* Your assignment
For each line below, return an exact copy.

* Data for this task
========================================
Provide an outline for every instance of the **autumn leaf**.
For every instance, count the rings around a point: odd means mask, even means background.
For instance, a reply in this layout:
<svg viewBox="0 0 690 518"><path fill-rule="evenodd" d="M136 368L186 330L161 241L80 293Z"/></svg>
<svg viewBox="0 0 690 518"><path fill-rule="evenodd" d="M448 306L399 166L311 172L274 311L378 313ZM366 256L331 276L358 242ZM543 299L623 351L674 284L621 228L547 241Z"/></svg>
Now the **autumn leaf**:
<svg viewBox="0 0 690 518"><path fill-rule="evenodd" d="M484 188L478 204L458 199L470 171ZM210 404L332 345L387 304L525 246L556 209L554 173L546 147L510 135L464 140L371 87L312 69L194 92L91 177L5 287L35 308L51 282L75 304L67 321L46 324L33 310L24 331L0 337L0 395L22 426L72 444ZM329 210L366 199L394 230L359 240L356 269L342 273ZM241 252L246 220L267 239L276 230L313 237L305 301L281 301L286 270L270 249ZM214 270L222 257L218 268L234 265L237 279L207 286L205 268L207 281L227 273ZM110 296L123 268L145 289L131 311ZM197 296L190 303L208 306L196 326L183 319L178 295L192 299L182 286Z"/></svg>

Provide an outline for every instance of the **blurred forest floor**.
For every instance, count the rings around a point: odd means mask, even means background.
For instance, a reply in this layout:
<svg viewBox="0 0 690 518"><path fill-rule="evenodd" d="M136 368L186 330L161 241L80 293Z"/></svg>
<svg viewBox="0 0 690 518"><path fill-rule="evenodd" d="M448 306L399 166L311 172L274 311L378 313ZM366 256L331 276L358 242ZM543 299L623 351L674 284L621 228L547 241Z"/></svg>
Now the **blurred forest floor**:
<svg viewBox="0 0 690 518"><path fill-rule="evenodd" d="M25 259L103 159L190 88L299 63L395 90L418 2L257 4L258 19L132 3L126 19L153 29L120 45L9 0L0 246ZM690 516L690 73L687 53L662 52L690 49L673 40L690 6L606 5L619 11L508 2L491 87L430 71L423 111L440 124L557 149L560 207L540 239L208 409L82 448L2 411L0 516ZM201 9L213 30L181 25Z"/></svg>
========================================
* Expected answer
Provide an outline for every instance of the **autumn leaf**.
For every instance, count the rings around a point: odd means mask, even means background.
For instance, a reply in this layout:
<svg viewBox="0 0 690 518"><path fill-rule="evenodd" d="M136 368L186 330L161 241L80 293Z"/></svg>
<svg viewBox="0 0 690 518"><path fill-rule="evenodd" d="M448 306L399 166L311 172L274 311L378 313ZM366 256L331 276L358 242ZM543 299L623 351L674 284L621 228L547 241Z"/></svg>
Now the **autumn leaf**:
<svg viewBox="0 0 690 518"><path fill-rule="evenodd" d="M484 188L478 204L458 199L470 171ZM210 404L332 345L387 304L525 246L556 209L554 173L546 147L510 135L464 140L371 87L312 69L194 92L91 177L5 287L35 308L51 282L75 304L67 321L46 324L33 310L24 331L0 337L0 395L22 426L72 444ZM329 210L366 199L394 230L359 240L356 269L342 273ZM241 252L246 220L267 239L276 230L313 237L305 301L281 301L286 270L270 249ZM214 270L222 257L218 268L234 265L237 279L207 286L205 268L207 281L227 273ZM110 296L123 268L145 289L131 311ZM197 296L190 303L208 306L196 326L183 319L178 295L192 299L182 286Z"/></svg>

Provide an outline for every instance of the **blurred forest floor**.
For every instance, count the rings around a point: odd means mask, even means background.
For instance, a reply in this layout:
<svg viewBox="0 0 690 518"><path fill-rule="evenodd" d="M136 368L186 330L161 241L80 293Z"/></svg>
<svg viewBox="0 0 690 518"><path fill-rule="evenodd" d="M448 306L399 166L311 172L274 311L378 313ZM366 256L331 276L358 242ZM543 299L623 351L674 284L621 228L547 241Z"/></svg>
Now the **blurred forest floor**:
<svg viewBox="0 0 690 518"><path fill-rule="evenodd" d="M25 259L103 159L190 88L299 63L395 90L418 2L257 4L258 19L132 3L126 19L153 29L120 45L9 0L0 246ZM690 516L690 73L687 53L662 52L690 49L673 40L690 6L606 5L619 11L508 2L491 87L430 71L423 111L440 124L557 149L560 207L540 239L208 409L82 448L2 411L0 516ZM201 9L213 30L181 25Z"/></svg>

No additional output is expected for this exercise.